>>>>

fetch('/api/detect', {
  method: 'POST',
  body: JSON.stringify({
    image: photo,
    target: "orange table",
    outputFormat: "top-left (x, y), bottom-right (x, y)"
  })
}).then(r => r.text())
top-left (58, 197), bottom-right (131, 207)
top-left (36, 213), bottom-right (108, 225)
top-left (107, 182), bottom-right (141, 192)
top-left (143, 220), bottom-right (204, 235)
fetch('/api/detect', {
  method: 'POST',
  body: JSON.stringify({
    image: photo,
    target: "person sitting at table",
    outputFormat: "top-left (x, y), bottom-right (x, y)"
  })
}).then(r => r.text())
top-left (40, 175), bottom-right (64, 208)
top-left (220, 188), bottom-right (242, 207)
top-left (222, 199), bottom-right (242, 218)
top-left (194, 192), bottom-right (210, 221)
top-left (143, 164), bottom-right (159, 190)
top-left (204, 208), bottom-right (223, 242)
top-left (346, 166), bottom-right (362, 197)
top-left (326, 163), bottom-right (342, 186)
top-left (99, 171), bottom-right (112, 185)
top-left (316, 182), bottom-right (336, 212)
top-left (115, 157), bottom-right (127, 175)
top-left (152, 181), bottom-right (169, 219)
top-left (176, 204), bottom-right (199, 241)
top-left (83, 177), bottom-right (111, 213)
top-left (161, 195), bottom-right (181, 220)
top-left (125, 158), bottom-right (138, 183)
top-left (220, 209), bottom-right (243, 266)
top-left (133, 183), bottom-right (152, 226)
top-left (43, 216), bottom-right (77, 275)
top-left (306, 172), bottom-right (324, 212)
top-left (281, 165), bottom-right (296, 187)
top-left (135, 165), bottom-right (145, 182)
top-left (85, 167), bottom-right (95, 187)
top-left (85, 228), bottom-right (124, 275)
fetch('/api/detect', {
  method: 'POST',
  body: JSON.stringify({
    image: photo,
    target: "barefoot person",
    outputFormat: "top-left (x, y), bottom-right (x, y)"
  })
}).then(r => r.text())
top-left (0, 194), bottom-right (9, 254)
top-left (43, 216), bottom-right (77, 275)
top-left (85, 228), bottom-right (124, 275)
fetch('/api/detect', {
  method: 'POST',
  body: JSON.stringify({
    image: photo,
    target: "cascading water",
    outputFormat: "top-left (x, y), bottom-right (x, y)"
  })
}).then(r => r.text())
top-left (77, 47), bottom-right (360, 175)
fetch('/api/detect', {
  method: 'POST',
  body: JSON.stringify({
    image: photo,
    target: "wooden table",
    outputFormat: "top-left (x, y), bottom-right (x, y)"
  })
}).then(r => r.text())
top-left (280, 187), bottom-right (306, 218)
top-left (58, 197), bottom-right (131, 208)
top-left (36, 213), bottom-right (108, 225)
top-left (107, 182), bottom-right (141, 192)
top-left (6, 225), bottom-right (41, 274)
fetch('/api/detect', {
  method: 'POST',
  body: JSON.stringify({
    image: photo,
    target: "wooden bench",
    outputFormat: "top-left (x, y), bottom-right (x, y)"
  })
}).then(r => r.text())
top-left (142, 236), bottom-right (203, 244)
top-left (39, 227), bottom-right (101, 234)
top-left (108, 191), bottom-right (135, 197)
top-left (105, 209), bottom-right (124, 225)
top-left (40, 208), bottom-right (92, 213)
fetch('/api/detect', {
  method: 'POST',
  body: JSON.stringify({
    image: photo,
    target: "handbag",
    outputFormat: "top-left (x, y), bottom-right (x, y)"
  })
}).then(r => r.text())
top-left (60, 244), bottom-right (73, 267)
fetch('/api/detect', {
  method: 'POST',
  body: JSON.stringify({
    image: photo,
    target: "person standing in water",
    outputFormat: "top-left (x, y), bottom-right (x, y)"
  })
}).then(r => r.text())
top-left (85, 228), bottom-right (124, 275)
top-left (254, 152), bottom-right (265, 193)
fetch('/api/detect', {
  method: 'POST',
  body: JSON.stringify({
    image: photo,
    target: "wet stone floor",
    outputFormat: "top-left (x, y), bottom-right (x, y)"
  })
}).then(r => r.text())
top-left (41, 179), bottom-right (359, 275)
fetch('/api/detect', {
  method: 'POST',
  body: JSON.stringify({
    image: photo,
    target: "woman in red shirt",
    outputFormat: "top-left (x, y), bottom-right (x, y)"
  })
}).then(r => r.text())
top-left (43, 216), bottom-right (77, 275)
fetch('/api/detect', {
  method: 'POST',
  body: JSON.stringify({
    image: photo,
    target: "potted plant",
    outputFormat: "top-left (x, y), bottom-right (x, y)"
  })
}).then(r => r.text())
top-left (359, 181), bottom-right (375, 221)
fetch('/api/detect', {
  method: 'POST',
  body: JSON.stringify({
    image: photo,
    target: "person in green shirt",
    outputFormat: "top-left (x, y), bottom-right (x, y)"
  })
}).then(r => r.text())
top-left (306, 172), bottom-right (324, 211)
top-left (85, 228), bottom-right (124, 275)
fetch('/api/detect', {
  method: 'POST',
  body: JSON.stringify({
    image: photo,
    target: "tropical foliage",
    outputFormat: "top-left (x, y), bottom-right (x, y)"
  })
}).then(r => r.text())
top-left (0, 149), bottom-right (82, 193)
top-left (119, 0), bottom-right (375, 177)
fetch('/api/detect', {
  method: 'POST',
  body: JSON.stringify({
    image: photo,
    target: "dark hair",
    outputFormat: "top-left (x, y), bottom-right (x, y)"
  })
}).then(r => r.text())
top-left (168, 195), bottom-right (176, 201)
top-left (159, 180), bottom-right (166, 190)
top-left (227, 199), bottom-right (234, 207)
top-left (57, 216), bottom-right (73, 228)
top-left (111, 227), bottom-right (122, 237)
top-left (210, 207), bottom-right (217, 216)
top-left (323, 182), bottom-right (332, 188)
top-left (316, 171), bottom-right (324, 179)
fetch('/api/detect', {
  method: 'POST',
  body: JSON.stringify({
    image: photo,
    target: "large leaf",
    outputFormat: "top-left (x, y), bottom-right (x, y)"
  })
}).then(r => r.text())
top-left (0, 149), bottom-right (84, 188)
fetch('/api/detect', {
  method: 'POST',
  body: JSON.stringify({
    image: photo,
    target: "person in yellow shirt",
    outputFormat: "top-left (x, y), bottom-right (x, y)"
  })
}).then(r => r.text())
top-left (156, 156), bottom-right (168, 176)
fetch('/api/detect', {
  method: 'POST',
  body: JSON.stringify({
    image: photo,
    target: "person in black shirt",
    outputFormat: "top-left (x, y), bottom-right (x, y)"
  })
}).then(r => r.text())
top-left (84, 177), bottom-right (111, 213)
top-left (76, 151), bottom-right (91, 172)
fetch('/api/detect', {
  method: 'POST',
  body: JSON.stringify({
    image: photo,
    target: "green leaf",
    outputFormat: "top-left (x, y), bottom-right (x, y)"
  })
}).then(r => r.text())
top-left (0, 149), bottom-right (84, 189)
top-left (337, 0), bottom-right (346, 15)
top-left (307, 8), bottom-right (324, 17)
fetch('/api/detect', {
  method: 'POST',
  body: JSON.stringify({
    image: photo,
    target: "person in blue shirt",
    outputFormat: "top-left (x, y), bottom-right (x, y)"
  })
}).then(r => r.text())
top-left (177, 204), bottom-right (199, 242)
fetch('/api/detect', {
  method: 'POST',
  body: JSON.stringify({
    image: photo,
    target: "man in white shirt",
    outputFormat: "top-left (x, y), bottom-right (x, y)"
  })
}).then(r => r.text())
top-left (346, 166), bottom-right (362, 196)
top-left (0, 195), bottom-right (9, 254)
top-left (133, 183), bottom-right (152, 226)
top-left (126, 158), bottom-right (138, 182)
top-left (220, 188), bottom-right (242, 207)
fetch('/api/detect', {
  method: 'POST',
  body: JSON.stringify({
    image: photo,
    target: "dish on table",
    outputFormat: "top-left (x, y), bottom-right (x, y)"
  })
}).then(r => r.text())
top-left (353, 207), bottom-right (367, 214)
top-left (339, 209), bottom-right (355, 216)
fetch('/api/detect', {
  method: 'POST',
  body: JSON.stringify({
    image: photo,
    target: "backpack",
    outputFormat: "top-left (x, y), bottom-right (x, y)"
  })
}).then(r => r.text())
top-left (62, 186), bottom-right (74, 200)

<<<<

**WHAT YOU ARE ASKED TO DO:** Reproduce, unchanged, the lines of the items from the very first one through the line holding "top-left (143, 220), bottom-right (204, 235)", including both ends.

**TASK SOLUTION:**
fetch('/api/detect', {
  method: 'POST',
  body: JSON.stringify({
    image: photo,
    target: "orange table",
    outputFormat: "top-left (x, y), bottom-right (x, y)"
  })
}).then(r => r.text())
top-left (58, 197), bottom-right (131, 207)
top-left (36, 213), bottom-right (108, 225)
top-left (107, 182), bottom-right (141, 192)
top-left (143, 220), bottom-right (204, 235)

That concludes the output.